**Set exercise**
From the material below, pick out and copy each line that contains the word "query".

[Begin]

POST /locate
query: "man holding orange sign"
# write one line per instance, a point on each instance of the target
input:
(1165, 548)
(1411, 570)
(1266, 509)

[End]
[Begin]

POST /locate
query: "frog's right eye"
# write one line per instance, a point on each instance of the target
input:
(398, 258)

[End]

**Right answer**
query: "man holding orange sign"
query: "frog's right eye"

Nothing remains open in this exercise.